Start Document

All work has stopped at the mine, the world's second largest for copper, a union leader said. Hakim, a former air force chief, had only been in the job for a few months. Freeport Indonesia hoped he would be able to use his political connections to help the firm navigate its way through a period of regulatory uncertainty.
"I have decided it is in the best interests of PTFI (Freeport Indonesia) and my family to step down from my duties as president director while continuing to support the company in an advisory role," Hakim said in a company statement.A Freeport Indonesia spokesman said he could not confirm who Hakim's successor would be.
Freeport was the second big copper producer in a week to declare force majeure, after BHP Billiton did so on February 10 for Escondida in Chile, where a strike had grounded the world's largest mine. Grasberg was expected to produce 800,000 tonnes of copper in 2017, about 3.5 percent of global supply, said Jefferies analyst Chris LaFemina. Coupled with Escondida, the mines represent some 10 percent of global supply, he said.
Under new mining rules that Indonesia introduced in January, Freeport had to switch from the contract of work it had operated under since 1967 to a special mining permit before applying for export permits. The new permit requires Freeport to pay taxes and royalties it was previously exempt from and divest up to 51 percent of its Indonesian unit, an increase from a previously set 30 percent. To date, it has divested 9.36 percent.
Indonesia's Mining Minister Ignasius Jonan on Saturday said Freeport had refused the government's offer of a six-month transition period in which the company can negotiate terms for its new mining permit. Freeport could begin exporting again if it agreed to the transition period, Jonan said.
His ministry on Friday recommended that Freeport be allowed to export 1.1 million tonnes of copper concentrates until February 16, 2018. The recommendation was conditional on Freeport accepting the special permit, said the parent company's spokesman Eric Kinneberg, repeating that the Phoenix, Arizona-based miner would only agree to a permit that provided the same fiscal and legal protection as currently.
Jonan said that bringing the dispute to an arbitrator could hurt the relationship between the company and the government. "But it would be a much better step rather than always using the issue of firing workers as a tool to pressure the government," Jonan said.

End Document
Start Data shown

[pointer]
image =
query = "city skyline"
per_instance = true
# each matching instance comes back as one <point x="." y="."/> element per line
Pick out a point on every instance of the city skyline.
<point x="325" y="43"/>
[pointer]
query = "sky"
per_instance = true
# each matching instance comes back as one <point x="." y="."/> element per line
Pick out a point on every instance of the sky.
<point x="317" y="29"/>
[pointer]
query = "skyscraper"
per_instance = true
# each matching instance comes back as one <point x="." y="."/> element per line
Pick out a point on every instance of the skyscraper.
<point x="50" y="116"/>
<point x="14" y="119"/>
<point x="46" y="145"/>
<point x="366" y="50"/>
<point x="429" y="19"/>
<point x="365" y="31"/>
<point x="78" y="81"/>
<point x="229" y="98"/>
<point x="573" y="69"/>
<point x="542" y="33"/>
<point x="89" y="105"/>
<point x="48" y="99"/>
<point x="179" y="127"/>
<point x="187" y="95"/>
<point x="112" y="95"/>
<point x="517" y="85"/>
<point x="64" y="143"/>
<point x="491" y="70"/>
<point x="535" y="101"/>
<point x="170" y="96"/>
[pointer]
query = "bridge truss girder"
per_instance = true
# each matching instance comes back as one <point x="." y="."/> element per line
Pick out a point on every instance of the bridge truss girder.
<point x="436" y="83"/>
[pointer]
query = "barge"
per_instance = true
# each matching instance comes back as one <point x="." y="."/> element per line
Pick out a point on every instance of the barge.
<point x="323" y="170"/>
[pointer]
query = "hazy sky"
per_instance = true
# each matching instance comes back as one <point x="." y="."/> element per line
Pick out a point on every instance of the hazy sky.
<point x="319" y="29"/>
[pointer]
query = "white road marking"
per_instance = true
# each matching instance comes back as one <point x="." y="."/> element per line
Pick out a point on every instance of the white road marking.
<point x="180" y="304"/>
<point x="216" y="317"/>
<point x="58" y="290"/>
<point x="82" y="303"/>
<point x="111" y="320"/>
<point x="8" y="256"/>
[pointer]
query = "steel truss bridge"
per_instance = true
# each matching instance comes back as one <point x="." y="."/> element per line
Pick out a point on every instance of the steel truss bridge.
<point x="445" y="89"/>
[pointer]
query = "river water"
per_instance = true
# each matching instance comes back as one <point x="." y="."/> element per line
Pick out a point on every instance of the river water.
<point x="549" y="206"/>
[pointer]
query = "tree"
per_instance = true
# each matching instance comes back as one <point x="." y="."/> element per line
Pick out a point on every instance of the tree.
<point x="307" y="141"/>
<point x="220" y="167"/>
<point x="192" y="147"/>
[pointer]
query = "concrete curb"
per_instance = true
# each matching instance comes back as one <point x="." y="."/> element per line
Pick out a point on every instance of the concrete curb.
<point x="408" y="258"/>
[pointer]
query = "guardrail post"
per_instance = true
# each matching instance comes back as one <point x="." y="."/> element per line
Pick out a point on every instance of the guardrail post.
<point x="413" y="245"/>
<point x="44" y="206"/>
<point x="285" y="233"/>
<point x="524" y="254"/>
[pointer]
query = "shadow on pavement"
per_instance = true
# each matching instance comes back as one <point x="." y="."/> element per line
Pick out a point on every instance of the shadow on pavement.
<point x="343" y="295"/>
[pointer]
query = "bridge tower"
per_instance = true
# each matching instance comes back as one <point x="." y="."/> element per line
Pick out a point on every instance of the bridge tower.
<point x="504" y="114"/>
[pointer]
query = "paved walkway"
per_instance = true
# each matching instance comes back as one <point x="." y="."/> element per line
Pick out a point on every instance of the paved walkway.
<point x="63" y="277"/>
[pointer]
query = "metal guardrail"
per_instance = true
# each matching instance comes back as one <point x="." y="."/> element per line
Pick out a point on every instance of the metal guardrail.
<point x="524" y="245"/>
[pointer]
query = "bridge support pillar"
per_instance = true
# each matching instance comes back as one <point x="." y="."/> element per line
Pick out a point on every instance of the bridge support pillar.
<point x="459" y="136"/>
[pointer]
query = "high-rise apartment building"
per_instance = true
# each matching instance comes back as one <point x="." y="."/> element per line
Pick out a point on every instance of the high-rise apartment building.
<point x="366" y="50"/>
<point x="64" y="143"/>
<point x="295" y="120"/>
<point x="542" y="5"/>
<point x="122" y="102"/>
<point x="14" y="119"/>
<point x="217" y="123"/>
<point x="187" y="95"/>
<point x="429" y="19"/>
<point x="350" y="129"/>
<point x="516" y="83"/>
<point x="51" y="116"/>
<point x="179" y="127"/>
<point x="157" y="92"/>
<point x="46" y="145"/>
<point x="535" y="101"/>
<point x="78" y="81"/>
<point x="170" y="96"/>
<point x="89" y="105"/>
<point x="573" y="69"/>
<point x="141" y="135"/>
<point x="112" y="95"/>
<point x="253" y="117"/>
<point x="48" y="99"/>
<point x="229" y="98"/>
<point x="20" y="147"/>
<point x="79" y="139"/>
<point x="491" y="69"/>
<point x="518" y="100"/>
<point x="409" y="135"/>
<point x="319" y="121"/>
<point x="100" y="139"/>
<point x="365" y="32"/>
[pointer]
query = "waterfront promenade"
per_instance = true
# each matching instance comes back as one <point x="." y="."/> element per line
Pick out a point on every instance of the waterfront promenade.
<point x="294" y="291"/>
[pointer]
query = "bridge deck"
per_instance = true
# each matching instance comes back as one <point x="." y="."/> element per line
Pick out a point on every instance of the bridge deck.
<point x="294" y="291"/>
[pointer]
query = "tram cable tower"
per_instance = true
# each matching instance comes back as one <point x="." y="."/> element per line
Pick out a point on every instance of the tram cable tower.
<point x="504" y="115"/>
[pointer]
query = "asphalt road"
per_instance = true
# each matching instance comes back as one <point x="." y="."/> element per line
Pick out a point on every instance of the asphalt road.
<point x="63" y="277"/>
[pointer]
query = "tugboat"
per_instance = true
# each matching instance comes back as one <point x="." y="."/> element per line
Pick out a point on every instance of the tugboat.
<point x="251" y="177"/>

End Data shown

● **Problems**
a) According to the article on Freeport Indonesia, what percentage of its Indonesian unit has Freeport divested to date?
b) Extract every line of the records that contains the string "tree". Case matters when matching.

● **Results in order**
a) 9.36 percent.

b)
query = "tree"
Pick out a point on every instance of the tree.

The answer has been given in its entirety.